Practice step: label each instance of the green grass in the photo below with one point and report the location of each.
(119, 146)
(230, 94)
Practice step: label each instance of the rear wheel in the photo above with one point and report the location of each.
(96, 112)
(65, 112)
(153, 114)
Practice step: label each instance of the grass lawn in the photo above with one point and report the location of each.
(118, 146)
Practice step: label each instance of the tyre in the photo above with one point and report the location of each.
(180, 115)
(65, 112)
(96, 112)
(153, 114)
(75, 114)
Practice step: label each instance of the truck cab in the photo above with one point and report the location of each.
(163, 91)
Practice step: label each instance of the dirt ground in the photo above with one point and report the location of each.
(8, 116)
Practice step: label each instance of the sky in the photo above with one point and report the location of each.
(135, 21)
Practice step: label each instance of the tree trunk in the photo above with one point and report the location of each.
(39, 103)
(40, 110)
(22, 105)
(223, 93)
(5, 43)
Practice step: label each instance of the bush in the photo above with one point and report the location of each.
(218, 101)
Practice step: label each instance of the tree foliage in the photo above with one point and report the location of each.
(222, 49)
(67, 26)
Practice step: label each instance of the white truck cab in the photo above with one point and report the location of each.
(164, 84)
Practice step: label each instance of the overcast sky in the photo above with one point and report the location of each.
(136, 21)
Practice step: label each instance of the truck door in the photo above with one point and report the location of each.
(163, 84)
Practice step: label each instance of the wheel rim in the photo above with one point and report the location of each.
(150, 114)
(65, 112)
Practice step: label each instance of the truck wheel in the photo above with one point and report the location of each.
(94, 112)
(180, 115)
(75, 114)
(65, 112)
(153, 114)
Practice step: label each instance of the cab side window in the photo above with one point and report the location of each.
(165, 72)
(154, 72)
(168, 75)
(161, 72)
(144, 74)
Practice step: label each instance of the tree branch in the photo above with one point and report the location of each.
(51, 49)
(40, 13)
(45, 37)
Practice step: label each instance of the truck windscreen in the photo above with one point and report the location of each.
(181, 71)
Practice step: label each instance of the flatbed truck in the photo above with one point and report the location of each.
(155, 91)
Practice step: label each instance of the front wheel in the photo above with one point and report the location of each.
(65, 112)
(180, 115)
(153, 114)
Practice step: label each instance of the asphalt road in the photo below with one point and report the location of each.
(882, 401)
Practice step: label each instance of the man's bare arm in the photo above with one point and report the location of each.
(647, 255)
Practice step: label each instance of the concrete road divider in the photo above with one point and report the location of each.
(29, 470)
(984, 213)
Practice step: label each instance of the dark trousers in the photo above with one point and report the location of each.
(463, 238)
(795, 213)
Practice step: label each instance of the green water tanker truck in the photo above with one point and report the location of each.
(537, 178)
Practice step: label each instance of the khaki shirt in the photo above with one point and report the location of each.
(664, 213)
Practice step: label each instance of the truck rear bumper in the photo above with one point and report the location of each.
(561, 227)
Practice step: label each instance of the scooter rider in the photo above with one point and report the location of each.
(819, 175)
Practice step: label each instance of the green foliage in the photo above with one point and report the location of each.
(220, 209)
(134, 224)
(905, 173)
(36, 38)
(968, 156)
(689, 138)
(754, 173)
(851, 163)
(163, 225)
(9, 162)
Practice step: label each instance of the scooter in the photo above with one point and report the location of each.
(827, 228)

=======

### To be done:
Every line from the one holding "Practice step: label each instance of the khaki" through the final line of the listing must be echoed exactly; leave out all other lines.

### Solution below:
Practice step: label each instance of the khaki shirt in the photo above with one point and report the location of each.
(664, 213)
Practice step: label each instance of the truck rear bumper in the photo above with one point and report the location of each.
(561, 227)
Practice step: label each instance of the scooter rider in the photo above with one point and report the location of each.
(819, 175)
Practice step: label each instance of the green foliage in the photo above with one point and report the location of each.
(220, 209)
(134, 224)
(905, 173)
(36, 38)
(968, 156)
(689, 138)
(754, 173)
(851, 163)
(163, 225)
(9, 162)
Practice step: label each instance of the scooter in the photo above with one point and report the location of each.
(827, 228)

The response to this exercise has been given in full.